Extend the commentary that likens Beck to Howard Beale of Network, picking up directly after its final sentence.

◆ **PASSAGE SHOWN**
━━━━━━

Beck IS Howard Beale in another sad example of life imitating art.
Howard Beale is the character played by Peter Finch in Network, the 1970s dark satire of network television. (In case you are jumping up to buy the DVD, know that spoilers follow.) Beale is a longtime news anchor presumably from the generation of Murrow and Cronkite. News is news to Beale; it isn’t entertainment. When he is canned by the network for dropping ratings and because the network has decided news is entertainment, he has a mental breakdown, famous in cinematic history. The breakdown happens on air and culminates in Beale bringing this mantra to a crescendo:
“I’M AS MAD AS HELL, AND I’M NOT GOING TO TAKE THIS ANYMORE!”
Beale begins his manifesto by saying:
I don’t have to tell you things are bad. Everybody knows things are bad. It’s a depression. Everybody’s out of work or scared of losing their job. The dollar buys a nickel’s work, banks are going bust, shopkeepers keep a gun under the counter. Punks are running wild in the street and there’s nobody anywhere who seems to know what to do, and there’s no end to it. We know the air is unfit to breathe and our food is unfit to eat, and we sit watching our TV’s while some local newscaster tells us that today we had fifteen homicides and sixty-three violent crimes, as if that’s the way it’s supposed to be. We know things are bad – worse than bad. They’re crazy. It’s like everything everywhere is going crazy, so we don’t go out anymore. We sit in the house, and slowly the world we are living in is getting smaller, and all we say is, ‘Please, at least leave us alone in our living rooms. Let me have my toaster and my TV and my steel-belted radials and I won’t say anything. Just leave us alone.’ Well, I’m not gonna leave you alone. I want you to get mad! I don’t want you to protest. I don’t want you to riot – I don’t want you to write to your congressman because I wouldn’t know what to tell you to write. I don’t know what to do about the depression and the inflation and the Russians and the crime in the street. All I know is that first you’ve got to get mad.

━━━━━━

◆ **DATASET CONTENT**
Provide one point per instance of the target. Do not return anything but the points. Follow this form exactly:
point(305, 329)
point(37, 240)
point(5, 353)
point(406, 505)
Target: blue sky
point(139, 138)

━━━━━━

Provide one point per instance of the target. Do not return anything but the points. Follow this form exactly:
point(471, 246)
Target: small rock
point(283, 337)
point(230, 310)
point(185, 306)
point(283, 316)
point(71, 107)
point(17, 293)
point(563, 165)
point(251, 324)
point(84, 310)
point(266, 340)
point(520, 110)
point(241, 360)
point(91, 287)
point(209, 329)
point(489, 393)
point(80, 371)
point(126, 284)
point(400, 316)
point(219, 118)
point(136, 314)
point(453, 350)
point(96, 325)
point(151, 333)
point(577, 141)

━━━━━━

◆ **EXERCISE RESULT**
At first the network is horrified, but a savvy, ballsy producer (played by Faye Dunaway) sees profit potential by marketing Beale as a potential prophet. Mind you, Beale really has gone insane. When he is asked to host a new show as an outlet of populist rage, he really believes he is that prophet, but the network doesn’t care. They had something no one else had, and they were going to exploit it. When it looks like show ratings had peaked, the network takes gratuitous murderous action to end Beale’s series with a bang.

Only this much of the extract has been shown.